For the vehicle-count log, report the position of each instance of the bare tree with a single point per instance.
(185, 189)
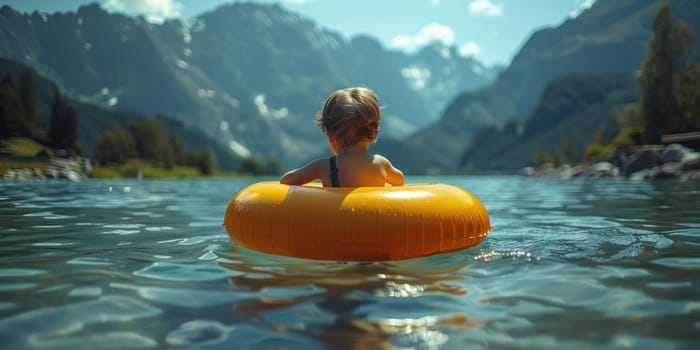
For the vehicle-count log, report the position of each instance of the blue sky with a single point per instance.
(491, 30)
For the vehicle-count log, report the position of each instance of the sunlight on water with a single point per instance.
(146, 264)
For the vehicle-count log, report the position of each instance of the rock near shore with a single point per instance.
(673, 161)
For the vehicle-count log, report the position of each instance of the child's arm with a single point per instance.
(393, 176)
(305, 174)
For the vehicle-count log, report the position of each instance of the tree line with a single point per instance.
(145, 140)
(669, 89)
(20, 115)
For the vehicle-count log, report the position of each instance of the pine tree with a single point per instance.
(55, 132)
(669, 59)
(12, 119)
(36, 128)
(63, 125)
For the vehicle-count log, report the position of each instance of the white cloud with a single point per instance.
(433, 32)
(582, 5)
(485, 8)
(155, 11)
(469, 49)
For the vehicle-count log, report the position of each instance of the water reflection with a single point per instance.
(363, 305)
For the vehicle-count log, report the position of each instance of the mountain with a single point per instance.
(612, 37)
(250, 76)
(93, 118)
(571, 110)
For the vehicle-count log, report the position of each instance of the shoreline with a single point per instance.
(647, 162)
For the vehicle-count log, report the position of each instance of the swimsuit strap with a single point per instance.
(334, 173)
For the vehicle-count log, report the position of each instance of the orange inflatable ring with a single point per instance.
(356, 224)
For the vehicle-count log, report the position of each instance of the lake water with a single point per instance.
(579, 264)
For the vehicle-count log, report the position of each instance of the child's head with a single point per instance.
(350, 116)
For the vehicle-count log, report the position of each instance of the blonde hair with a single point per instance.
(350, 116)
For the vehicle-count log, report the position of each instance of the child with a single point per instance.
(350, 119)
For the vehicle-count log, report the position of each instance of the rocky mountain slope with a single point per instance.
(250, 76)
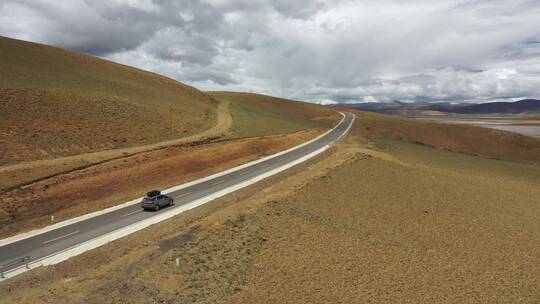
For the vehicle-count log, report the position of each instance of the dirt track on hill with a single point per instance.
(22, 173)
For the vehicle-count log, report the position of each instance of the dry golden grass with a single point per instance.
(382, 222)
(106, 184)
(56, 103)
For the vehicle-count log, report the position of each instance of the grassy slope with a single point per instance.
(55, 102)
(260, 115)
(396, 223)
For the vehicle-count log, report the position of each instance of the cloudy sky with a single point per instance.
(320, 51)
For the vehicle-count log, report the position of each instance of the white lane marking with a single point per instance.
(183, 194)
(128, 214)
(61, 237)
(65, 254)
(25, 235)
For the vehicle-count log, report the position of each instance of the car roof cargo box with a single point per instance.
(153, 193)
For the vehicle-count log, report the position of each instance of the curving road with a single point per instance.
(25, 253)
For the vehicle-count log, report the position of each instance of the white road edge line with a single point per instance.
(65, 254)
(61, 237)
(133, 212)
(32, 233)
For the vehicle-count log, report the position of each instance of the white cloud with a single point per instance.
(321, 51)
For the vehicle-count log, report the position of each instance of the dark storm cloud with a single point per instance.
(322, 51)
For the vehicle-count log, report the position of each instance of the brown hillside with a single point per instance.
(56, 102)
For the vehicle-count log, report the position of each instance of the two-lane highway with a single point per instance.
(15, 255)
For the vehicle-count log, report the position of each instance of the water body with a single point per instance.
(530, 130)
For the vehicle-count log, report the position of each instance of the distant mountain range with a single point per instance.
(397, 107)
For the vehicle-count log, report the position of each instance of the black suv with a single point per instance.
(155, 200)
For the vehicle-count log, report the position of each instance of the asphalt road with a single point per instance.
(48, 243)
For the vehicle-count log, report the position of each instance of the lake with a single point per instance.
(510, 125)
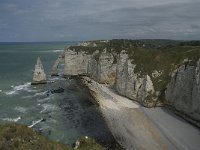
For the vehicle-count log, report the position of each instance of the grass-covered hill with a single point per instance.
(20, 137)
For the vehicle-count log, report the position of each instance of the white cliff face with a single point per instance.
(183, 92)
(54, 70)
(39, 76)
(106, 68)
(130, 84)
(98, 66)
(76, 63)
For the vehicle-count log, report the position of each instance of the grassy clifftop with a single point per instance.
(20, 137)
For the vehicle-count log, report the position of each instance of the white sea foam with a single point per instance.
(18, 88)
(58, 50)
(35, 95)
(35, 122)
(48, 108)
(11, 119)
(44, 99)
(20, 109)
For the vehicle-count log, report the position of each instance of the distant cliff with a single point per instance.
(152, 72)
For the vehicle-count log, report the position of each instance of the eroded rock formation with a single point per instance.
(183, 91)
(151, 87)
(39, 76)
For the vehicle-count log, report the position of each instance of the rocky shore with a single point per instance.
(136, 127)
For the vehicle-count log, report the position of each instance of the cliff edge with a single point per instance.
(151, 72)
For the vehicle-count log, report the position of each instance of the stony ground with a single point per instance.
(137, 128)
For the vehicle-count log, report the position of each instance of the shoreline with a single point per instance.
(137, 127)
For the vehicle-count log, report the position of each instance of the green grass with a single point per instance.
(20, 137)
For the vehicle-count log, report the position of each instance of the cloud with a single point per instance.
(85, 20)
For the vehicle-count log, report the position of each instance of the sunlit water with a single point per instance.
(61, 116)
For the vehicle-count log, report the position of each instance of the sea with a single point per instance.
(61, 116)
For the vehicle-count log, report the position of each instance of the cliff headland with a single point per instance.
(151, 72)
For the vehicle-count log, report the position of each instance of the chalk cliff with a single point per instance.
(39, 76)
(153, 77)
(183, 91)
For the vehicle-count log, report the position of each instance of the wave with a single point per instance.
(48, 108)
(35, 122)
(11, 119)
(58, 50)
(20, 109)
(18, 88)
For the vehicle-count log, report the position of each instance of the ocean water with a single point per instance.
(62, 116)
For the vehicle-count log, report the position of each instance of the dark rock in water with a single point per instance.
(43, 120)
(59, 90)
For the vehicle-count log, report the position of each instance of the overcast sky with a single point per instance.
(74, 20)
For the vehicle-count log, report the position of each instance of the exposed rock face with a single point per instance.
(101, 67)
(98, 66)
(183, 92)
(39, 76)
(54, 70)
(130, 84)
(76, 63)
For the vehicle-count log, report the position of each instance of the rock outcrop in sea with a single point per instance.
(39, 76)
(54, 70)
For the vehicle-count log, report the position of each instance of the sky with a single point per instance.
(77, 20)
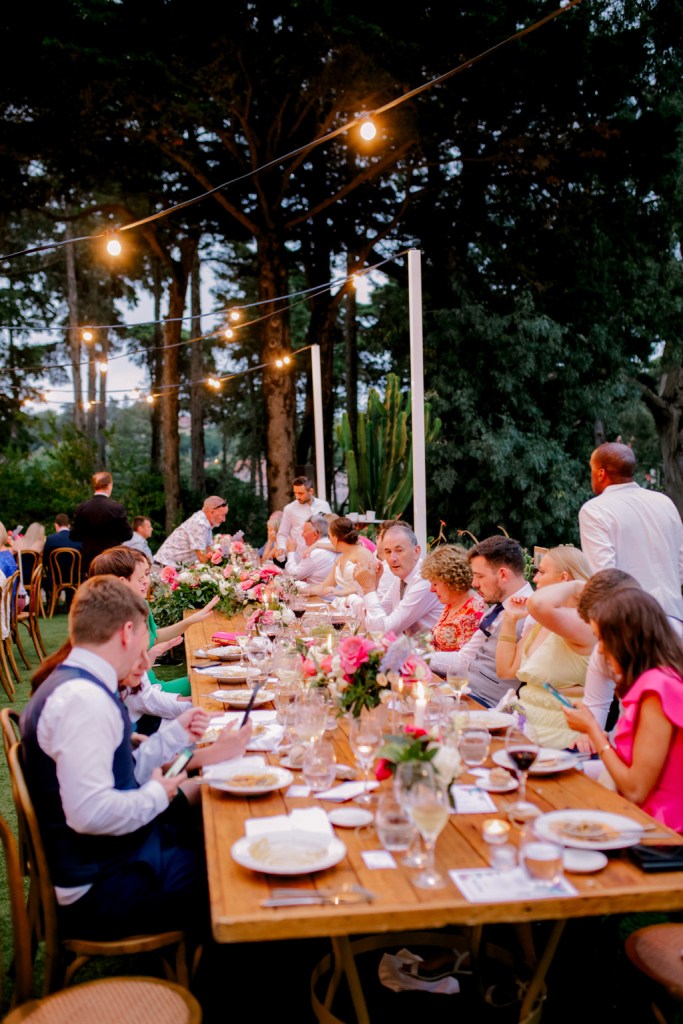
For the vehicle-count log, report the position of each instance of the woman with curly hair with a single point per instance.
(449, 571)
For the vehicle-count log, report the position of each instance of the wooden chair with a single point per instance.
(57, 971)
(655, 950)
(109, 1000)
(63, 567)
(30, 616)
(7, 599)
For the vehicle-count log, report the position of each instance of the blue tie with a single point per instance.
(489, 619)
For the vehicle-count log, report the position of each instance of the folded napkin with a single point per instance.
(399, 973)
(310, 819)
(347, 791)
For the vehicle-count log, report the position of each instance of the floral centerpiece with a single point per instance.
(418, 744)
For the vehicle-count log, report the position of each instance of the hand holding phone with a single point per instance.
(557, 694)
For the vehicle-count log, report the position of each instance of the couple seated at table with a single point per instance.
(120, 851)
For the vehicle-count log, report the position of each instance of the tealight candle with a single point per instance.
(496, 830)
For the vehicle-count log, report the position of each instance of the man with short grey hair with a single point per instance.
(408, 605)
(318, 556)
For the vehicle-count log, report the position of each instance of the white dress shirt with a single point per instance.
(313, 563)
(417, 609)
(181, 546)
(458, 662)
(80, 728)
(639, 531)
(294, 516)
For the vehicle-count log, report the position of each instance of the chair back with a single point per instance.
(19, 918)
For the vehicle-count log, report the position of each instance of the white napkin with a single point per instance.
(310, 819)
(392, 976)
(347, 791)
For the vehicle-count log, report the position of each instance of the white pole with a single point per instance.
(317, 420)
(418, 397)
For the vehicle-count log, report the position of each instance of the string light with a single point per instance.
(368, 129)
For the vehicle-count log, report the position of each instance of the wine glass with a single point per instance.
(522, 751)
(365, 739)
(473, 745)
(428, 807)
(310, 715)
(410, 773)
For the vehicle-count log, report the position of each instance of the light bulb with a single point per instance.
(368, 130)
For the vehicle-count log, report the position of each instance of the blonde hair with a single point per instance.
(571, 560)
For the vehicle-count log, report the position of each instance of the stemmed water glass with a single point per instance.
(365, 739)
(427, 804)
(522, 751)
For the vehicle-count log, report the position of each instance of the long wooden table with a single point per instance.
(237, 893)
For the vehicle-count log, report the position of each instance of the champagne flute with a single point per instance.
(428, 807)
(522, 751)
(365, 740)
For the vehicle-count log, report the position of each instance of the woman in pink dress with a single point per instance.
(447, 569)
(645, 656)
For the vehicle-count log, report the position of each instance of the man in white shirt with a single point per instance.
(297, 513)
(628, 527)
(408, 605)
(498, 573)
(318, 556)
(190, 541)
(141, 534)
(119, 855)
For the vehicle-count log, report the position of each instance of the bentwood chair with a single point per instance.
(109, 1000)
(65, 956)
(29, 617)
(63, 569)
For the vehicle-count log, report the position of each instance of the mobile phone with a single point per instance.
(247, 713)
(176, 767)
(556, 693)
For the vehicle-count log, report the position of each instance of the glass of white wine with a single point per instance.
(428, 807)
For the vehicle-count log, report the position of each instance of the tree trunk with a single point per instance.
(74, 329)
(197, 392)
(278, 384)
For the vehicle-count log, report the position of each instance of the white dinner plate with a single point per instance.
(483, 783)
(288, 853)
(240, 698)
(548, 762)
(584, 861)
(492, 720)
(253, 781)
(350, 817)
(626, 832)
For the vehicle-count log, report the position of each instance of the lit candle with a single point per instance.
(420, 706)
(496, 830)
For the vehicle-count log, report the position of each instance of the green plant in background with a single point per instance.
(379, 463)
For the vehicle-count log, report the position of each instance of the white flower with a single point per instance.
(447, 763)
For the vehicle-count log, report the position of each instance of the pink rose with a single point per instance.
(354, 651)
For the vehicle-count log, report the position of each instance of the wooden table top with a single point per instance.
(236, 892)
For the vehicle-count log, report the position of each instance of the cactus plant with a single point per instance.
(379, 465)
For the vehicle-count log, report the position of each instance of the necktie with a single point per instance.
(489, 619)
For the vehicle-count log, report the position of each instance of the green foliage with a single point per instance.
(379, 465)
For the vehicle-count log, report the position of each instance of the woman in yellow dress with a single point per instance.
(554, 647)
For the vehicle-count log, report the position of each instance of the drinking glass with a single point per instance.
(473, 745)
(392, 823)
(310, 713)
(410, 773)
(427, 804)
(319, 765)
(365, 739)
(522, 751)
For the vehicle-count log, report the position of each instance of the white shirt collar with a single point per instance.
(79, 657)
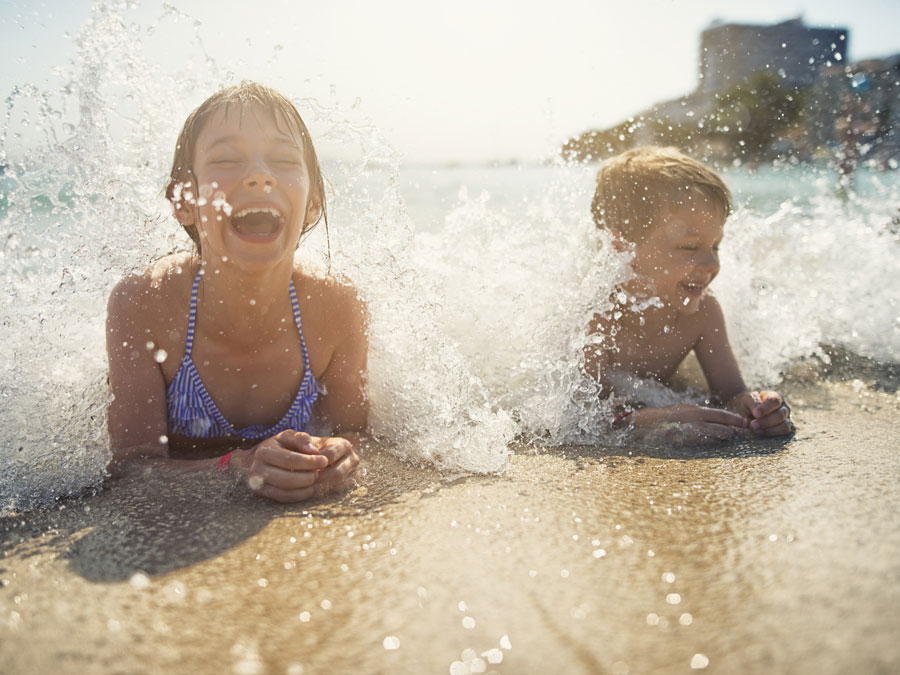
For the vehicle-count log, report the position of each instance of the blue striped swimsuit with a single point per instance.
(192, 411)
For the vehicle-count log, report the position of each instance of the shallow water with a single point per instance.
(500, 527)
(776, 556)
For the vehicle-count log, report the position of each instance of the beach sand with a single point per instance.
(776, 556)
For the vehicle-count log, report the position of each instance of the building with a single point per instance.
(731, 53)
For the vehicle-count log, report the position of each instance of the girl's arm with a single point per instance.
(343, 404)
(137, 414)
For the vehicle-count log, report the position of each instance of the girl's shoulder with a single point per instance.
(328, 299)
(155, 290)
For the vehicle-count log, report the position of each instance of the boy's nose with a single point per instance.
(710, 261)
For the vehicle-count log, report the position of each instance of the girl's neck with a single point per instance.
(244, 307)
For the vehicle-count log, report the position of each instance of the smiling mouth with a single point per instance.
(695, 290)
(260, 221)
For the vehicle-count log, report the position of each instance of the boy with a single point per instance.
(670, 210)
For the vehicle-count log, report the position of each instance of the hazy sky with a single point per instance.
(468, 80)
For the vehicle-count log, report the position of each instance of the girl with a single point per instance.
(210, 364)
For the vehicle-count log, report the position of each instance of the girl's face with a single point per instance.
(252, 198)
(678, 259)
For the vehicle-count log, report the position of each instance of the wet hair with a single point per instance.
(635, 187)
(246, 94)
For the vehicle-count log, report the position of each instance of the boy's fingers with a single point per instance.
(725, 417)
(783, 429)
(779, 419)
(770, 401)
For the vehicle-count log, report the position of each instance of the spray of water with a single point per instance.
(477, 316)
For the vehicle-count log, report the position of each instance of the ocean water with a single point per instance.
(479, 280)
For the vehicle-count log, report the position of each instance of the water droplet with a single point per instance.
(699, 662)
(493, 656)
(139, 581)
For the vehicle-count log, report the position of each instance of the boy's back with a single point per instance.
(670, 211)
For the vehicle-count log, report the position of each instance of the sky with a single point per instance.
(467, 81)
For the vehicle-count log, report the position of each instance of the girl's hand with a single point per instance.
(766, 412)
(294, 466)
(343, 464)
(283, 467)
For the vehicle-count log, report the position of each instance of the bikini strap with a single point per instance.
(296, 306)
(192, 316)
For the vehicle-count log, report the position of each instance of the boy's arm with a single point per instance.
(715, 355)
(766, 411)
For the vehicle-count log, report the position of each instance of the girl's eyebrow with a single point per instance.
(234, 140)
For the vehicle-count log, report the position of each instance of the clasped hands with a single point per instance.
(293, 466)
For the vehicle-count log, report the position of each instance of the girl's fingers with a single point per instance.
(276, 455)
(335, 448)
(338, 475)
(275, 476)
(297, 441)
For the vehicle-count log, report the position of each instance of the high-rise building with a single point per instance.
(731, 53)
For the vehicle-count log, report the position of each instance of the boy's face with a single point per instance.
(254, 188)
(679, 257)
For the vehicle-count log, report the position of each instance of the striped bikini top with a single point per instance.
(192, 411)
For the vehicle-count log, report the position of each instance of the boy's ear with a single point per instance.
(619, 242)
(184, 214)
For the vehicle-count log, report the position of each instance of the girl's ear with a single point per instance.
(313, 212)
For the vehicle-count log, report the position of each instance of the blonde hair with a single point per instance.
(282, 111)
(634, 187)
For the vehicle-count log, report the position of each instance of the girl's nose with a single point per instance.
(259, 176)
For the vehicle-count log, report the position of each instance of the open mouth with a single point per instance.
(257, 221)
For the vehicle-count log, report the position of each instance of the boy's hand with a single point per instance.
(704, 424)
(766, 412)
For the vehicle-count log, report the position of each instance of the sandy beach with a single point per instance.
(776, 556)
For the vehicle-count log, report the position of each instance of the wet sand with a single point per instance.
(779, 556)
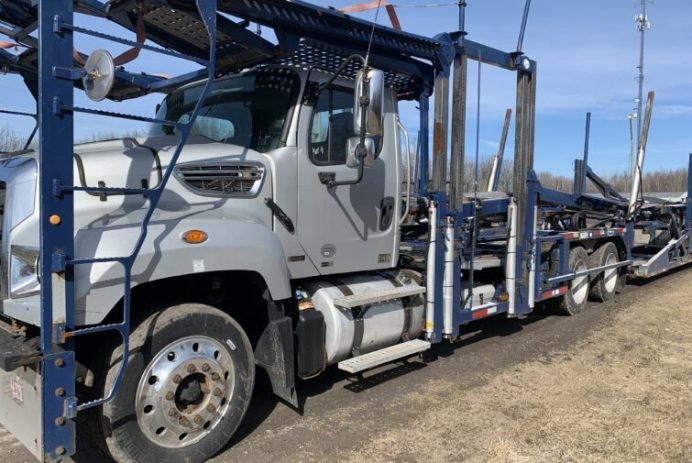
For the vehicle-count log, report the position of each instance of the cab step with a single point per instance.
(374, 297)
(382, 356)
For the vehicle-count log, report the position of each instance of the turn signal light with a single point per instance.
(195, 236)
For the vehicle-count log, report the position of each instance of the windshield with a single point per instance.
(248, 110)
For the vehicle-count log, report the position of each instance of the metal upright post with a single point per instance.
(496, 171)
(56, 227)
(585, 166)
(440, 127)
(523, 160)
(456, 185)
(423, 143)
(688, 203)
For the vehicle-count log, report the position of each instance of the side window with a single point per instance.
(332, 126)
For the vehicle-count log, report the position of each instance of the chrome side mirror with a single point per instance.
(368, 97)
(352, 159)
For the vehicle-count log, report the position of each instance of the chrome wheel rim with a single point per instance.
(185, 391)
(580, 285)
(610, 275)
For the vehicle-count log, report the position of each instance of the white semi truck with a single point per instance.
(261, 223)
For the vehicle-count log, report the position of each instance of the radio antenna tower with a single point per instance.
(643, 25)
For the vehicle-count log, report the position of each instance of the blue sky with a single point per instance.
(587, 53)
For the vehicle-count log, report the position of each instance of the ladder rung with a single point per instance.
(382, 356)
(373, 297)
(133, 117)
(115, 190)
(95, 329)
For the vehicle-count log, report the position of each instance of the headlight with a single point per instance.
(23, 271)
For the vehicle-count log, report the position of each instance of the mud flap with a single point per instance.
(21, 407)
(274, 353)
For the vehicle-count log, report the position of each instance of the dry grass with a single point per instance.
(620, 395)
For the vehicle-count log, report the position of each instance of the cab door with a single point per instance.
(347, 228)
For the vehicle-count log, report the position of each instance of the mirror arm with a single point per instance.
(361, 150)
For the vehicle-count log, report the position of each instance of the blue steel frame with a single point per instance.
(688, 204)
(451, 46)
(55, 120)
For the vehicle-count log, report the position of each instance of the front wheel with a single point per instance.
(605, 284)
(575, 300)
(186, 388)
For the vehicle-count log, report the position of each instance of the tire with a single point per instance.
(575, 300)
(186, 388)
(605, 284)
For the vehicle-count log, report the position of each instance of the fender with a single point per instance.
(233, 243)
*-*-*
__The task__. Repeat exactly the lines from the line containing "mirror arm with a single point per instance." through the last line of the records above, including both, and nothing else.

__Exercise result__.
For the vehicle-count log, report the position of each instance of the mirror arm with a single point per instance.
(361, 150)
For the vehicle-count log, report the position of each instance of the blue steel frame with a single point per instance.
(688, 204)
(451, 46)
(55, 120)
For the vehicle-count log, report the position of each instance of the front wheel with a single point per instance.
(605, 284)
(575, 300)
(186, 388)
For the vehicle-count log, report the position of each instance of the tire with a single point per instance.
(575, 300)
(186, 388)
(605, 284)
For the vehicle-count log, report the position of each instance of the fender with a single point per instance.
(233, 243)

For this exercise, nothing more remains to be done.